§ **WRITTEN REQUEST**
Reproduce the data word for word, starting at the line that contains "Would you be able to tag each instance of the unpaved" and continuing through the end of the data, with both ends included.

start RECORDS PROVIDED

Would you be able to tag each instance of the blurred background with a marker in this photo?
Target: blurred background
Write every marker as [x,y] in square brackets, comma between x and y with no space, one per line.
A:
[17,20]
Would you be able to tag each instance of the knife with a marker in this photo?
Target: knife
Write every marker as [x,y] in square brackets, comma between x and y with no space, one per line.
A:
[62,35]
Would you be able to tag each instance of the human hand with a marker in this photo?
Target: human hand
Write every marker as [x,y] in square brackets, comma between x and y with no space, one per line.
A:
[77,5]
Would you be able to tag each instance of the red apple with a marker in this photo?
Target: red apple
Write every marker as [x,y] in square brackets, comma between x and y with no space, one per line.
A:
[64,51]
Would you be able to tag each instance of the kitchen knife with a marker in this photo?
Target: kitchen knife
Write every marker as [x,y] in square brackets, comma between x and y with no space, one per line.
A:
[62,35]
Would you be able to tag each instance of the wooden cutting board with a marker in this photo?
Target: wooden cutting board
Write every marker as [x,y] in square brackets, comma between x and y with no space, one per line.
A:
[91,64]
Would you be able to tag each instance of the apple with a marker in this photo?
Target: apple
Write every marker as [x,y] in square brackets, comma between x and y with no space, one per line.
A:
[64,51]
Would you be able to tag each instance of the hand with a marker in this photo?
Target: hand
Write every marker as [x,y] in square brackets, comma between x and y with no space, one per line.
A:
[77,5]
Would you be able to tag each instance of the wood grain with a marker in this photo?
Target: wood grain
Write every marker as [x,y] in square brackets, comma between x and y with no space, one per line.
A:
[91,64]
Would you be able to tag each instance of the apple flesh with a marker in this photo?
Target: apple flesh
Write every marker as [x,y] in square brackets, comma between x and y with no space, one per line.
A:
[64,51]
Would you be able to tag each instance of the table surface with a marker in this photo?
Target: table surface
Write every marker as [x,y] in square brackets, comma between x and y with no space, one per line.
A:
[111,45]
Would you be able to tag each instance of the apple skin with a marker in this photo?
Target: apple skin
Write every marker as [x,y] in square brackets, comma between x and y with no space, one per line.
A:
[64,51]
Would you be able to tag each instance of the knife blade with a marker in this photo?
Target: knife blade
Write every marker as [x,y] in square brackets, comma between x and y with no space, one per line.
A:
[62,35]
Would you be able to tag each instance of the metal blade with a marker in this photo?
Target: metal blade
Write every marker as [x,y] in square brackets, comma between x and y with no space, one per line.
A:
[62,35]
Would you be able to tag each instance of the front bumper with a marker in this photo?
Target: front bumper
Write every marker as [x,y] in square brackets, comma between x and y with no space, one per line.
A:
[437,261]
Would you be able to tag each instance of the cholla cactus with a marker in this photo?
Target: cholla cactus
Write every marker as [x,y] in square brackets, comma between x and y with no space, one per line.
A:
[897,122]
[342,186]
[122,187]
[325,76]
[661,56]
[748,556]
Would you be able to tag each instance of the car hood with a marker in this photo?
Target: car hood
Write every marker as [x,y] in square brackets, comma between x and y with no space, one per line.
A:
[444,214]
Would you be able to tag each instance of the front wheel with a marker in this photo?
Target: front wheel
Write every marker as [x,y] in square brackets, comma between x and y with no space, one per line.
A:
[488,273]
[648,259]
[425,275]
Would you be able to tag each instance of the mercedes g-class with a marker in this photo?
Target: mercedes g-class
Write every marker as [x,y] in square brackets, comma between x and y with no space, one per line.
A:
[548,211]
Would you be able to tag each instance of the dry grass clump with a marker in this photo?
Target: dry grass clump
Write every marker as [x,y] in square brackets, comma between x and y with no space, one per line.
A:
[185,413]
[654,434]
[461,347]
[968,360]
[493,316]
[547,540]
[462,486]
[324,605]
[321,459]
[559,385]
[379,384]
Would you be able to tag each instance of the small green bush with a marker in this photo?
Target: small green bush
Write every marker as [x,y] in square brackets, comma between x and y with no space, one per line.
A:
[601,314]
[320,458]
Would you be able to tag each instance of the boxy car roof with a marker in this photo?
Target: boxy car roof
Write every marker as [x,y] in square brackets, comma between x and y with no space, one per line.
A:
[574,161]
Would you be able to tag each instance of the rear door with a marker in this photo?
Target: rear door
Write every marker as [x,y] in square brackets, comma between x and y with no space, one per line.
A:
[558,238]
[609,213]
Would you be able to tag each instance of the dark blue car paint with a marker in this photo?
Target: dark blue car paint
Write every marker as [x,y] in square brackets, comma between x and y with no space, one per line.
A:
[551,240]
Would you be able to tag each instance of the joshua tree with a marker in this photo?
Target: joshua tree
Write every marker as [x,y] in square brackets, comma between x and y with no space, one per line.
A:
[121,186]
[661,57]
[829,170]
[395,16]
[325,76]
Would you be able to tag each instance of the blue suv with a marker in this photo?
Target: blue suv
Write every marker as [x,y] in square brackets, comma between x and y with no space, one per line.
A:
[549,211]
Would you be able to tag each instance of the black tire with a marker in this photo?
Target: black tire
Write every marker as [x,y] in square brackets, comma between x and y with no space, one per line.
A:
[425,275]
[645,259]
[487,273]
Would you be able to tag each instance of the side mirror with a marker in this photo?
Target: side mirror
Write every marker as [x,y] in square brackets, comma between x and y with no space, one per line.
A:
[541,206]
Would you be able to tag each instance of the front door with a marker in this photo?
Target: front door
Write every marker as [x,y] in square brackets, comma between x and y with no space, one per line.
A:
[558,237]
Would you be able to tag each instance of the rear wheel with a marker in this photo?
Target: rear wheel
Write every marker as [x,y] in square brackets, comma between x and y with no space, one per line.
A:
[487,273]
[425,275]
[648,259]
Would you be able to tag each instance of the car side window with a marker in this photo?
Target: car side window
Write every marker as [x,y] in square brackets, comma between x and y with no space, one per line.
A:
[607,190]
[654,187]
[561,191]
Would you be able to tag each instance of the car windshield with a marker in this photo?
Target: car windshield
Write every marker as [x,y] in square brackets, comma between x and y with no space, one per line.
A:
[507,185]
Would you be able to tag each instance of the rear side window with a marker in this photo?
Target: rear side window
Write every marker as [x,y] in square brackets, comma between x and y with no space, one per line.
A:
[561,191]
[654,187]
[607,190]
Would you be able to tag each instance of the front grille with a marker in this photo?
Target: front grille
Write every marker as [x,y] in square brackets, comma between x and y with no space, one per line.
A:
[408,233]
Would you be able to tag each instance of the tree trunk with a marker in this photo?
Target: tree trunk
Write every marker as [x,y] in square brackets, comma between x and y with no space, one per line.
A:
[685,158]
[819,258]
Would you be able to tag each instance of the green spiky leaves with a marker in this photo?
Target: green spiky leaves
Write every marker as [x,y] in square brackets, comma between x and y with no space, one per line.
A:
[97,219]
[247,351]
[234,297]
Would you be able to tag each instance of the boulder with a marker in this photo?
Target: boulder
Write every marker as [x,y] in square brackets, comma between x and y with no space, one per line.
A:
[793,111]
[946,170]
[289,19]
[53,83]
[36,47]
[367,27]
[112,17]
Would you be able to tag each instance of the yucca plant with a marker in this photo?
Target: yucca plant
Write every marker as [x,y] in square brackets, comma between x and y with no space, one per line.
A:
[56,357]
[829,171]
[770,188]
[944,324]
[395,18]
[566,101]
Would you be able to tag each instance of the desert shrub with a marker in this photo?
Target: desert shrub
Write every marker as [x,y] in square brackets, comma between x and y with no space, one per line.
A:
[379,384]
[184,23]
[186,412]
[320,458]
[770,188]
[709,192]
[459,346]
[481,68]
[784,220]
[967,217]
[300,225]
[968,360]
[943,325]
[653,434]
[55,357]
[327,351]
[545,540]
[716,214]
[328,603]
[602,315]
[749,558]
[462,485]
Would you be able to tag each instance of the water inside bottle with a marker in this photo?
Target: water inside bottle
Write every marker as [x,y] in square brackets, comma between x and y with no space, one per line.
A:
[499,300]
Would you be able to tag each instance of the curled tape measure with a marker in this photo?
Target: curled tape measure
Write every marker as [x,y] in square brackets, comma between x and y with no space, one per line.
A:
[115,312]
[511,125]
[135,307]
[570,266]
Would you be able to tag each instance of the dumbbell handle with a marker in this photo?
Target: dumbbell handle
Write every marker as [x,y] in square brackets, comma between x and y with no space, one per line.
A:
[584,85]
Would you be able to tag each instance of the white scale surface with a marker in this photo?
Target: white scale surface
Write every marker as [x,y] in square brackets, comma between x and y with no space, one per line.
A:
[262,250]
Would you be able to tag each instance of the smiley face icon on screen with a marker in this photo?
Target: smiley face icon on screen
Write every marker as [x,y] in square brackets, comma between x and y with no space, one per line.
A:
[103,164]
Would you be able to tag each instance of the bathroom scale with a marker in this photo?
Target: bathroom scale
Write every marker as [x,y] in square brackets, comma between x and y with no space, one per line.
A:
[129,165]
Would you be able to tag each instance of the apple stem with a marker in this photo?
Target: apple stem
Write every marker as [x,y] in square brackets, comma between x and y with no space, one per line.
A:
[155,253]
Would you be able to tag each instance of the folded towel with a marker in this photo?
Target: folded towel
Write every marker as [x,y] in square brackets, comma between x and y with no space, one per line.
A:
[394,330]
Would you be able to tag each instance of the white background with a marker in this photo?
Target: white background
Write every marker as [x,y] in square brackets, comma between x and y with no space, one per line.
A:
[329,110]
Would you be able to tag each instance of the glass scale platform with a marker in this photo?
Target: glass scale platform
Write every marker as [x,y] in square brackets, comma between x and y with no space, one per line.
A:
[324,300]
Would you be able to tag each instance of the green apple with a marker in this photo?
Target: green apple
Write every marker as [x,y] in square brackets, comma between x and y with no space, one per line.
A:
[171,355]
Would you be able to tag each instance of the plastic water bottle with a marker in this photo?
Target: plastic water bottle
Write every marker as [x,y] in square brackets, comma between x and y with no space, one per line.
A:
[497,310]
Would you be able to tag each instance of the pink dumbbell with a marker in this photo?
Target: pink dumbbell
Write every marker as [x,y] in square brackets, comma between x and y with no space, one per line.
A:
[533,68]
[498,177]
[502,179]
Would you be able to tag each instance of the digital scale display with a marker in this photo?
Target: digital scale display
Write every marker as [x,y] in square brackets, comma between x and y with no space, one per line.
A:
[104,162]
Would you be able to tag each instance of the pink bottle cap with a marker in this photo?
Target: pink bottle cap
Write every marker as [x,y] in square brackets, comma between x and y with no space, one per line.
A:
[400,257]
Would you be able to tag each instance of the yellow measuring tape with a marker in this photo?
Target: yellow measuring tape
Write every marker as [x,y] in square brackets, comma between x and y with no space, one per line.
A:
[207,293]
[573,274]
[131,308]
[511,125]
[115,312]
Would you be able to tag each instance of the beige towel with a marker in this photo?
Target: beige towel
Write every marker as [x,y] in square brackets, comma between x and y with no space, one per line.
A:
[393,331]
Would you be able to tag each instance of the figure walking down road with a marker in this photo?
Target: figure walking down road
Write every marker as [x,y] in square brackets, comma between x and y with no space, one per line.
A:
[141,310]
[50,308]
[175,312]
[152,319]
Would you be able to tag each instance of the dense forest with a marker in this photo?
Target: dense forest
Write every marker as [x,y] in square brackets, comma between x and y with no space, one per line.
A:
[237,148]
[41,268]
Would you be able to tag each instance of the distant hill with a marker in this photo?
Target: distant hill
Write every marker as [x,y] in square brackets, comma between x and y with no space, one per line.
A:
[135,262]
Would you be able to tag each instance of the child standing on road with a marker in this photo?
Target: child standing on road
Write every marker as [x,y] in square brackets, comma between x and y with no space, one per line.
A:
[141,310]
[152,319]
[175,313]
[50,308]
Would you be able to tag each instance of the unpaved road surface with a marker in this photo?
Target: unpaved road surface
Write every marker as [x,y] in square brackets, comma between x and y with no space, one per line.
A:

end RECORDS PROVIDED

§ **WRITTEN ANSWER**
Would you be able to tag each instance of the unpaved road surface with a marker in this photo?
Target: unpaved road surface
Write every marker as [x,y] in square brackets, comma between x and y with no space, one per line.
A:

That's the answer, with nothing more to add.